Extrait cité

Quand nous arrivons, des paroissiens lisent déjà les Actes des Apôtres. L’ensemble du livre est lu tout au long du jour. Tout est paisible. Tous sont dans l’attente de ce qui va venir. À 23h30, tout commence.

Olga écrit : « Obscurité dans l’église. Les fidèles se tiennent en silence avec leurs bougies rouges allumées. Avant cela, tous ceux qui le souhaitent lisent dans les Actes des Apôtres, l’un après l’autre. Cette lecture remplit déjà l’église comme l’anticipation de cette Fête incomparable.

Et pendant cette attente silencieuse, on entend les premiers sons du message de la Résurrection. À voix très basses, les prêtres chantent derrière les portes fermées de l’autel : « Ta résurrection, ô Christ notre Sauveur… »

Puis le chant est repris une fois, et ensuite plus fort, une troisième fois encore, et toute l’église se joint au chant. Tout commence à bouger. Les portes s’ouvrent, les prêtres et tous les gens sortent. La procession se déplace au son joyeux des cloches. Une marée de feu pétillant va et vient. Même ceux qui se considèrent comme non-croyants sont entraînés dans cette vague de joie irrépressible qui éclate et se répand depuis l’intérieur de l’église. Le chant de Pâques est triomphant :

« Le Christ est ressuscité des morts,
par sa mort il a triomphé de la mort
il nous délivre du tombeau et nous donne la vie ! »

Consigne 1
Selon l'extrait cité, de quelle couleur sont les bougies que tiennent les fidèles ?
Consigne 2
Extrayez des entrées ci-dessous chaque ligne contenant la chaîne « splatter », en tenant compte de la casse.

Lignes de données sur l'emplacement des objets:
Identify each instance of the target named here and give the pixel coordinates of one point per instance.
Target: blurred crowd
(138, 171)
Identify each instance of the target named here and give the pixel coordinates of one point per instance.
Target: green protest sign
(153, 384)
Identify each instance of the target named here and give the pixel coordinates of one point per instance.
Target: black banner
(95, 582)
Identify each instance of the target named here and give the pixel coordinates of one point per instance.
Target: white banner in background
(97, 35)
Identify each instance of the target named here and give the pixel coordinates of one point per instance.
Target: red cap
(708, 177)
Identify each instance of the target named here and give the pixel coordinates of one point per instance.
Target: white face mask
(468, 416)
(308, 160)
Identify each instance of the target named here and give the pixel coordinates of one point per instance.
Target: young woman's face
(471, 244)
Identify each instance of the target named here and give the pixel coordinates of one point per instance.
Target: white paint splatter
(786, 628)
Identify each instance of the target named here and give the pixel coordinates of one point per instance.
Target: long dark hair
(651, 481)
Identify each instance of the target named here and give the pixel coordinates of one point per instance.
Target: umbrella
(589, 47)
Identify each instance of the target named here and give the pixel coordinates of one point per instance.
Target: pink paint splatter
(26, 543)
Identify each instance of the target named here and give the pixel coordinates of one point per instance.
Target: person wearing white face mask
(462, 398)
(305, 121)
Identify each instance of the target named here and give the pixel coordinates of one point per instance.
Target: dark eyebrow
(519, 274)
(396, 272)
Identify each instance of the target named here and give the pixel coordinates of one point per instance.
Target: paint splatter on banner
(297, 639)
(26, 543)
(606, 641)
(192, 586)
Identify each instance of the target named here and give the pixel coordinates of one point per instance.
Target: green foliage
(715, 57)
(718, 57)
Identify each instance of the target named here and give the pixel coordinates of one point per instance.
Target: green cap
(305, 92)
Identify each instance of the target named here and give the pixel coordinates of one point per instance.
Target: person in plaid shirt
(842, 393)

Réponse complète 1
Les bougies des fidèles sont rouges.

Réponse complète 2
Target: white paint splatter
Target: pink paint splatter
Target: paint splatter on banner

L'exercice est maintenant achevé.